* _What you will do_: Restate every line of the data word for word, except for the images.

Data excerpts
=== Begin Enclosure ===

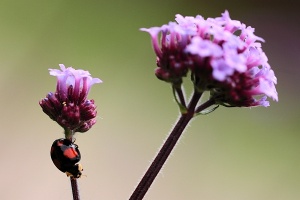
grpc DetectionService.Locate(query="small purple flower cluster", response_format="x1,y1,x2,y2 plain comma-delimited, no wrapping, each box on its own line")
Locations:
39,64,102,133
141,11,278,107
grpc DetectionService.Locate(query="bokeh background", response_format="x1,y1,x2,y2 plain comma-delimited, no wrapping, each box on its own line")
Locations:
0,0,299,199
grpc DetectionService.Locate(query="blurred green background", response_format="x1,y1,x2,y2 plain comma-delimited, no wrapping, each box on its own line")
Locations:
0,0,299,199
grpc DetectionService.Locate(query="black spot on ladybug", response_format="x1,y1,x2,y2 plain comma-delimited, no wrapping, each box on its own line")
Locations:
50,138,83,178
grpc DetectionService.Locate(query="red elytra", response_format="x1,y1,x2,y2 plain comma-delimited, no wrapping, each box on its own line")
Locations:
63,147,80,159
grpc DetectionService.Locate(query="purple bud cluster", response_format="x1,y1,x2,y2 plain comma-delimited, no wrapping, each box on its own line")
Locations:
40,64,102,132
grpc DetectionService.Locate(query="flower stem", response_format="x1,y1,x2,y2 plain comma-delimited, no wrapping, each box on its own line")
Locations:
129,89,208,200
172,84,186,108
194,98,217,115
70,177,80,200
65,130,81,200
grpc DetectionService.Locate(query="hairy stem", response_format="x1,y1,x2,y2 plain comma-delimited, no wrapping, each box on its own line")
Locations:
129,89,208,200
194,98,217,115
70,178,80,200
65,130,80,200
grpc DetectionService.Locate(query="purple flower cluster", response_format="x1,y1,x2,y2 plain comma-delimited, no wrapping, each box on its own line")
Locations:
141,11,278,107
39,64,102,133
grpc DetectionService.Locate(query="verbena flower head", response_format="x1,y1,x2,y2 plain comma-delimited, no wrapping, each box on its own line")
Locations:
141,10,278,107
39,64,102,133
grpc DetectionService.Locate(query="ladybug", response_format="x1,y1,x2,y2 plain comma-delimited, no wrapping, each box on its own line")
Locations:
50,138,83,178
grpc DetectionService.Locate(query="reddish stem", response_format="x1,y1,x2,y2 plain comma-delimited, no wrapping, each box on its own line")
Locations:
70,178,80,200
65,130,81,200
129,90,206,200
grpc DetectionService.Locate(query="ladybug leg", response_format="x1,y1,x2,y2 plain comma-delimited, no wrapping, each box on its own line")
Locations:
66,171,81,179
66,171,74,177
78,164,83,172
65,164,84,178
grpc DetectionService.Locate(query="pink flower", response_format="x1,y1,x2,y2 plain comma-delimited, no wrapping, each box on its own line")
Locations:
39,64,102,132
141,10,278,107
140,22,192,84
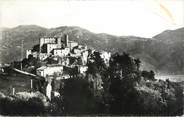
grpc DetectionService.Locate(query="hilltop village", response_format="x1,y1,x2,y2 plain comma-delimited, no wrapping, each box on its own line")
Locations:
24,34,111,99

=== End Enclosure ===

* _Solution_:
grpc DetectionService.Locate(query="small purple flower cluster", response_format="x1,y1,x2,y2 plain comma-delimited, no wrapping, each box on its own line")
Locations:
39,64,102,133
141,11,278,107
grpc DetectionService.Locate(query="bokeh background", response_format="x1,y1,x2,y2 plain comma-delimited, no wrapping, each box on its own line")
Locations:
0,0,299,199
grpc DetectionService.Locate(query="blurred green background", response_format="x1,y1,x2,y2 plain comma-delimited, no wrapping, each box on its own line")
Locations:
0,0,299,199
grpc DetectionService.Locate(query="black spot on ladybug", response_format="x1,y1,x2,y2 plain comma-delimited, no wrapping, each box on its own line")
Locations:
50,138,83,178
grpc DetectionService.Locate(query="red elytra", response_format="x1,y1,x2,y2 plain comma-delimited, no wrapping, each box on its own line")
Locations:
63,147,80,159
grpc DetectionService.Locate(query="purple bud cluster", response_format="x1,y1,x2,y2 plain comma-delimited, no wrapping, each box on its own line")
Locations:
40,64,102,132
grpc DetectionService.Locate(query="flower stem", response_format="x1,y1,x2,y2 plain comma-delimited, no wrapping, each box on its own line")
Locations:
129,89,208,200
172,84,186,108
194,98,217,115
70,177,80,200
65,130,81,200
grpc DetectionService.Locate(query="hairy stem", response_format="x1,y1,x2,y2 plain comma-delimited, no wrapping, each box on its own line")
Locations:
129,89,208,200
194,98,217,115
70,178,80,200
65,130,80,200
grpc DetectionService.Locate(query="purple flower cluster", response_format="x1,y1,x2,y2 plain comma-delimited, no wrapping, each box on its own line")
Locations:
141,11,278,107
39,64,102,133
grpc DetectionService.Locate(query="verbena flower head", response_format="x1,y1,x2,y2 plain comma-delimited, no wrapping, each box on its own line")
Locations:
141,10,278,107
39,64,102,133
grpc DetectionService.Locate(query="ladybug", response_format="x1,y1,x2,y2 plain comma-delimited, no wrapping, each box on its own line")
Locations:
50,138,83,178
grpc DetectionService.Locate(query="reddish stem", response_format="x1,y1,x2,y2 plain comma-delimited, no wrapping, each box on its own line")
Locations:
70,178,80,200
65,130,81,200
129,90,206,200
grpc DetectionService.Locate(query="ladybug leg", response_format="x1,y1,x2,y2 plain comma-delimited, no wrapping, each box on its own line")
Locations:
66,171,81,179
66,171,74,177
78,164,83,172
65,164,84,178
grpc DetectionService.Locate(query="pink flower", response_format="x1,y1,x2,y2 plain comma-delimited, no wrapping, each box on its own line")
Locations:
39,64,102,132
141,10,278,107
140,22,192,84
grpc DetectionService.Locate(query="hilltop village", response_format="x1,y1,x2,y2 plain comma-delimited, no wrapping, each box on its own line")
Locations:
24,34,111,99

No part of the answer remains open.